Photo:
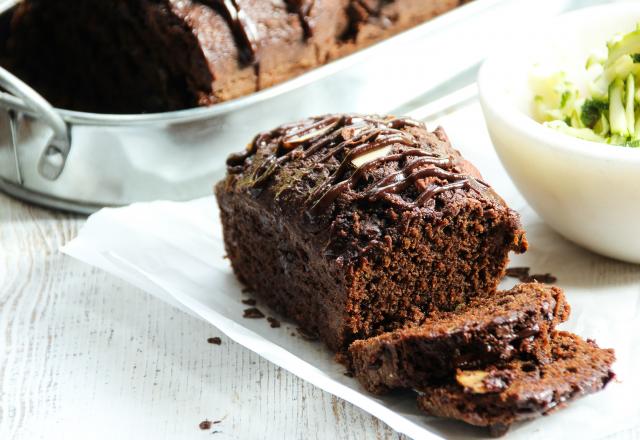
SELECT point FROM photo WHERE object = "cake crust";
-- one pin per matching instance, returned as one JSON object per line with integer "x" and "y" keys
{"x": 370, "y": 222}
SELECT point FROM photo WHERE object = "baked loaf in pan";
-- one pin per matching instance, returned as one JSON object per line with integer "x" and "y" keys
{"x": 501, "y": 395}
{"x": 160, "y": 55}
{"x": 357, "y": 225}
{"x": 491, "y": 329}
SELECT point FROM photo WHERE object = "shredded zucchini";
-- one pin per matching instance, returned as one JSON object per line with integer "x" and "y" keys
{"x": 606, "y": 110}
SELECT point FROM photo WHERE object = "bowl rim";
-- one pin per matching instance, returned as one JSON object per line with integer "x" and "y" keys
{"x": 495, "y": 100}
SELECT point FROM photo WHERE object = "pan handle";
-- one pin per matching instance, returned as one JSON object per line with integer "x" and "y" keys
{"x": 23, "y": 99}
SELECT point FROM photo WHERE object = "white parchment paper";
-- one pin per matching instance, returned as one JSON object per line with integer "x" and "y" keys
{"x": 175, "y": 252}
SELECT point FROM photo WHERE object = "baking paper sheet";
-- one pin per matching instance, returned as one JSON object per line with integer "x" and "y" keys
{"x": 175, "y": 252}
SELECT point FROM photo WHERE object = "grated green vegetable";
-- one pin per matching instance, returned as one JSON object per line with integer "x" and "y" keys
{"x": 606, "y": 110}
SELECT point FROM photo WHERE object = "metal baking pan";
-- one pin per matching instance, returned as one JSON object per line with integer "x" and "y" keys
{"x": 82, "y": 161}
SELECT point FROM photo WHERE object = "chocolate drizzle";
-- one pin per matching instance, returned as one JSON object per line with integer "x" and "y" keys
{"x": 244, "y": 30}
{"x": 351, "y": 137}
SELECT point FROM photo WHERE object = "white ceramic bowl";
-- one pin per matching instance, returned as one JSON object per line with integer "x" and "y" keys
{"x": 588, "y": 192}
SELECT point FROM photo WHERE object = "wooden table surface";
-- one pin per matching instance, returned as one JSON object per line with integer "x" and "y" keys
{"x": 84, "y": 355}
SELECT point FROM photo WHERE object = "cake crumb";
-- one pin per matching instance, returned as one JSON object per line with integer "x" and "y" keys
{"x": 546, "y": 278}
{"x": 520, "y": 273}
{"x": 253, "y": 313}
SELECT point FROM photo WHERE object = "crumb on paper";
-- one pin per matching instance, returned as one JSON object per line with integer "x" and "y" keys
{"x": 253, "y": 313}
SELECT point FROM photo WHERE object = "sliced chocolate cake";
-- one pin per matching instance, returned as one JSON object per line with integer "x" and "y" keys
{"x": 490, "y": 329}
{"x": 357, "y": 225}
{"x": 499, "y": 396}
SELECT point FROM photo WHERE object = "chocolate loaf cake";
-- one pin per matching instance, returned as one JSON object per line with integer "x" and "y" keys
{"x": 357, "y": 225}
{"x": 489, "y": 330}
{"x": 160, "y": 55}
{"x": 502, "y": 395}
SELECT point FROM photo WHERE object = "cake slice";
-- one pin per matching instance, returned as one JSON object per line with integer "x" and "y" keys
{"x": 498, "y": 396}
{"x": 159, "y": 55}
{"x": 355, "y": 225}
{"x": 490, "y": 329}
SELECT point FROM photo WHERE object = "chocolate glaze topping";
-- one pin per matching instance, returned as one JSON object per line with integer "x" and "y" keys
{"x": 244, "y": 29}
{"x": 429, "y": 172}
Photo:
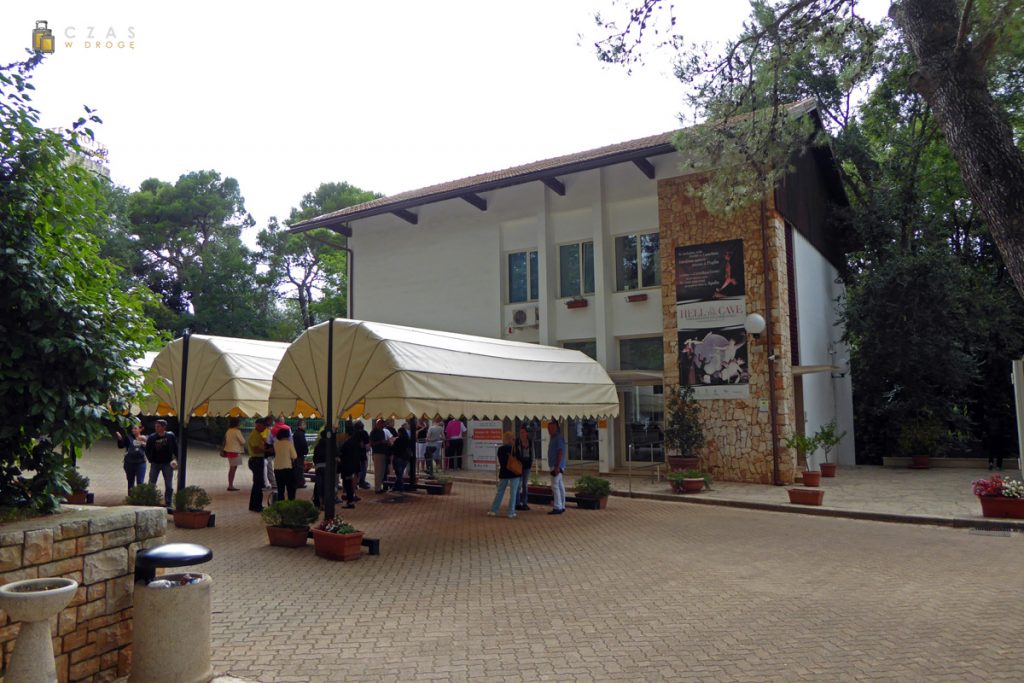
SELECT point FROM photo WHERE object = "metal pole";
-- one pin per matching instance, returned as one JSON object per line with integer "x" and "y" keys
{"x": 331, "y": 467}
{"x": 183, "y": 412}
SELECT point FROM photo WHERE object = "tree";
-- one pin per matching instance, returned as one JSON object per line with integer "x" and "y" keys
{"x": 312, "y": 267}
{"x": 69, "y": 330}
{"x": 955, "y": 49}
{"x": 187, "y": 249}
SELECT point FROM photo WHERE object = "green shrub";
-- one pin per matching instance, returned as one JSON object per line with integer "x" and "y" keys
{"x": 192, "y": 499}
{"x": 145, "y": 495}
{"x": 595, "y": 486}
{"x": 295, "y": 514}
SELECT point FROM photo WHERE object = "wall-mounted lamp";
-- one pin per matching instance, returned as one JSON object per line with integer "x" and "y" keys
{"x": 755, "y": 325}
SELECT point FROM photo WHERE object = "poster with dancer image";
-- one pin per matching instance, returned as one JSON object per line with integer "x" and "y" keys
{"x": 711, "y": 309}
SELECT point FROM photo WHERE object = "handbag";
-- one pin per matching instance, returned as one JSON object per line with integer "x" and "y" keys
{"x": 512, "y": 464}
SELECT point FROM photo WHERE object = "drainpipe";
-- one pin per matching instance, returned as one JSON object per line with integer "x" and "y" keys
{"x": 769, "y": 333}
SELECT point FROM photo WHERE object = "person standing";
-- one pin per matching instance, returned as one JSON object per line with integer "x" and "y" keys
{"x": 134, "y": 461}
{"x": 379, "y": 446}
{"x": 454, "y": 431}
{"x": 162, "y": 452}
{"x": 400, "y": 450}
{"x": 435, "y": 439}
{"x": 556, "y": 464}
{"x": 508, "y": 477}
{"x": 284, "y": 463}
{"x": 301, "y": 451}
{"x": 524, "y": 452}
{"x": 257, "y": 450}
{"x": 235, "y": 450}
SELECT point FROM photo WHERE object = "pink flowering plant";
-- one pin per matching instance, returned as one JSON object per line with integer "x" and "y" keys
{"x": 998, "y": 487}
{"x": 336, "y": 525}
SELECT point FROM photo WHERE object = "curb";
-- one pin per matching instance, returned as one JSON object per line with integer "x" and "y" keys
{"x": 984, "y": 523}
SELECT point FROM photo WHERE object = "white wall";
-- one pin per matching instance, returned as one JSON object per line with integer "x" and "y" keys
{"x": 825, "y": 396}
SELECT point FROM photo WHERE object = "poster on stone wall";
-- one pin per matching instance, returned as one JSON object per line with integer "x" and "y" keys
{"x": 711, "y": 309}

•••

# Task goal
Collect every line of the data above that contains the word "paper", matching case exactly.

# Reply
SELECT point FROM photo WHERE object = "white parchment paper";
SELECT point FROM photo WHERE object = "baking paper sheet";
SELECT point FROM photo WHERE object = "crumb on paper";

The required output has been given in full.